> [YOUR TASK]
Take the records underneath and set them down exactly.

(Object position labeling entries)
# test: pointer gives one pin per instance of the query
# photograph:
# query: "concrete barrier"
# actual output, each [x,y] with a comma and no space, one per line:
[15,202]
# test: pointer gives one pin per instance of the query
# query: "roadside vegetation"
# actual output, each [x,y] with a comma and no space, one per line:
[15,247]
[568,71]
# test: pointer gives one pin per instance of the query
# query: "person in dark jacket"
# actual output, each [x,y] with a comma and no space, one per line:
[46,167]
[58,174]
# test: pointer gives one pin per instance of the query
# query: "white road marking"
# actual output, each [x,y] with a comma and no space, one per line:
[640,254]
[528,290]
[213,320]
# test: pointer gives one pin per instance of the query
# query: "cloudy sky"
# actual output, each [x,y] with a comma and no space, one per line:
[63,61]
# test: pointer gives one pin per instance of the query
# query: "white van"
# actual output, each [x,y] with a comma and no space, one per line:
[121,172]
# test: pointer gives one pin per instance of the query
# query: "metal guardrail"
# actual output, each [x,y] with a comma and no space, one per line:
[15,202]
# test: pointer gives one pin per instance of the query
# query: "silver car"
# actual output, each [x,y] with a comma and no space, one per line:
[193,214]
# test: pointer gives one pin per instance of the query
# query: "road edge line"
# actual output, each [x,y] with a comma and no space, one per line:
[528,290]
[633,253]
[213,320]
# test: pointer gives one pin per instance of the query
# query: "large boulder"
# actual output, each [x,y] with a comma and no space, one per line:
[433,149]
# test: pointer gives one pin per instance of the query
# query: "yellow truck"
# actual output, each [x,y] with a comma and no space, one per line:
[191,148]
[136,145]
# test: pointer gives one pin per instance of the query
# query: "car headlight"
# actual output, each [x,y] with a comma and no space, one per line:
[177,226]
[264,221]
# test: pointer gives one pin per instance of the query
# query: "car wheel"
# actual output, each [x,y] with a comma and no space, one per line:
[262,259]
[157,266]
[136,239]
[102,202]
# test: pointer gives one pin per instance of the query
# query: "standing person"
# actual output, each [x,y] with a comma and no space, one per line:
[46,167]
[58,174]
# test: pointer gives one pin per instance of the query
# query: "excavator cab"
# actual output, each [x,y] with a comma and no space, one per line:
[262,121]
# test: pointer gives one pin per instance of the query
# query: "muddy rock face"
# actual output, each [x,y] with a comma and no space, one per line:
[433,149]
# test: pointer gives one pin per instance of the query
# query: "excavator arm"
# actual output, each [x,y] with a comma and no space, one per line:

> [RESULT OF THIS EXERCISE]
# test: pointer gives one pin per instance of the query
# photograph:
# query: "concrete barrier"
# actual output, each [x,y] with a comma and no space, one per line:
[15,202]
# test: pointer gives one pin per instance of the query
# query: "roadside vegetation"
# actual output, each [x,y] with a comma and no space, one per line:
[15,247]
[568,71]
# test: pointer gives one pin per instance of the query
# query: "person in dark jacket"
# actual output, each [x,y] with a comma and no space, one per line:
[46,167]
[58,174]
# test: pointer gives one pin per instance of the query
# query: "white road marking"
# actual output, each [x,y] with a comma and no space, one per line:
[640,254]
[528,290]
[213,320]
# test: pointer gives one pin per instance of the query
# query: "cloudy sky"
# actual output, each [x,y] with a comma and no space, one per line:
[63,61]
# test: pointer gives one pin per instance of the query
# query: "white van"
# actual output, each [x,y] with a comma and no space, one per line:
[121,172]
# test: pointer gives one pin per instance of the query
# query: "metal guardrail"
# actual output, each [x,y] with a comma and no space, one per line:
[15,202]
# test: pointer gives one pin per instance of the query
# query: "silver car"
# actual output, each [x,y] with a comma and no space, one per line:
[193,214]
# test: pointer gives one pin per instance of the query
# query: "road edge line"
# actual output, each [x,y] with a comma and no space, one per line:
[528,290]
[633,253]
[213,320]
# test: pointer gives one pin per instance of the query
# query: "large boulder"
# actual output, each [x,y] with a comma and no space, one per line:
[433,149]
# test: pointer gives one pin per instance of the query
# query: "yellow truck"
# actual output, each [x,y] with a comma and no space, one per line:
[191,148]
[136,145]
# test: pointer gives one pin per instance of the query
# query: "car headlight"
# actual output, each [x,y] with a comma and no space, one per line:
[177,226]
[264,221]
# test: pointer gives one pin per instance of the query
# query: "car wheel"
# actual output, each [x,y] with a comma and no space, one per line:
[262,259]
[157,266]
[136,239]
[102,202]
# test: pointer gives one pin per instance of the query
# query: "standing person"
# actual output, each [x,y] with a comma and no space, one per line:
[46,167]
[58,174]
# test: pointer gives one pin per instance of the query
# query: "excavator cab"
# actual output, each [x,y] with a comma and no space, one per line:
[262,121]
# test: pointer gives one pin per instance of the query
# query: "muddy rock face"
# actual output, each [x,y] with a comma and no space, one per line:
[433,149]
# test: pointer gives one pin per instance of the query
# query: "excavator arm"
# actual output, each [x,y] with a comma and no space, one per line:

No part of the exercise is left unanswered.